§ Page extract
Relay Chat adds a chat function to any website

The service is available as a browser extension.


Relay Chat is the latest evolution of the ancient internet relay chat (or IRC) protocol. This new iteration promises anonymous, live chat on whatever website you happen to be on.

If this seems odd and foreign to you at first, you're not alone. It was only after I installed the extension for myself that I began to understand the utility. Every website you visit will add you into a relay chat with everyone else who is currently on that website, from around the world. Interesting stuff.

The “anonymity” aspect can be speculated because you are identified by a user name of your choice. During sign up you are also required to enter an email address and a password. So it's not truly anonymous in the same way as places like 4Chan and 8Chan, but it does offer a certain degree of anonymity.

According to Relay: Chat's own material, “People are already using Relay Chat to:

  • find deals on Amazon and Ebay;
  • get live help on Stack Overflow;
  • watch and chat about shows together on Netflix;
  • solicit career advice on LinkedIn;
  • chat with other developers on localhost;
  • instantly connect in online classrooms;
  • chat about their favorite football team on nfl.com or goal.com;
  • leave their mark on Google;
  • chat about every topic imaginable on over 1.5 billion websites.

§ Records supplied
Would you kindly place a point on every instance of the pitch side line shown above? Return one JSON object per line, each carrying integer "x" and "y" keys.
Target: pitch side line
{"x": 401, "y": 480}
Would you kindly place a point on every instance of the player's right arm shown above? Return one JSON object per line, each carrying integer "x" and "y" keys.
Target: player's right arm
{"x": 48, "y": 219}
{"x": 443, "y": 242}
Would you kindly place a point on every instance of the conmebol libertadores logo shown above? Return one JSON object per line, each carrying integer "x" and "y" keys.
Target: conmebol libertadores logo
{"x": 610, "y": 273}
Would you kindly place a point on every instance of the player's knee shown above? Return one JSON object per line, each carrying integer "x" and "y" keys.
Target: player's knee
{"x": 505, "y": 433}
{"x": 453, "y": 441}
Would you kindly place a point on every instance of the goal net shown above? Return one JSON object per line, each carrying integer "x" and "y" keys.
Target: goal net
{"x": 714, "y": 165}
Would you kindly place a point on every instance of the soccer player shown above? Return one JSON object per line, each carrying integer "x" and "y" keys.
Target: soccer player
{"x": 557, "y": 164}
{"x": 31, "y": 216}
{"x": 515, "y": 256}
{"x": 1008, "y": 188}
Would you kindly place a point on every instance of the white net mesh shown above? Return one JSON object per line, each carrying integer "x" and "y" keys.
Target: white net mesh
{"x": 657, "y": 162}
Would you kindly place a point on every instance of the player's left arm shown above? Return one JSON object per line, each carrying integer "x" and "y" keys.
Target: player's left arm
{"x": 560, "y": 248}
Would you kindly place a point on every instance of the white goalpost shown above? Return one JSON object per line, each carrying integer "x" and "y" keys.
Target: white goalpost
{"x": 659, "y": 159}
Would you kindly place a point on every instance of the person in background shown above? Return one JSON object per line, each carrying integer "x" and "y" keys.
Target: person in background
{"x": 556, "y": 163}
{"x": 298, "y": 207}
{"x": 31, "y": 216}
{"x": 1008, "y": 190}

§ Task instructions
1) Write out the portion of the Relay Chat article starting with "Relay Chat is" and going on through "world. Interesting stuff.", copying it word for word.
2) According to the Relay Chat article, what must users provide during sign-up?

§ Results of the tasks
1)
Relay Chat is the latest evolution of the ancient internet relay chat (or IRC) protocol. This new iteration promises anonymous, live chat on whatever website you happen to be on.

If this seems odd and foreign to you at first, you're not alone. It was only after I installed the extension for myself that I began to understand the utility. Every website you visit will add you into a relay chat with everyone else who is currently on that website, from around the world. Interesting stuff.

2) An email address and a password.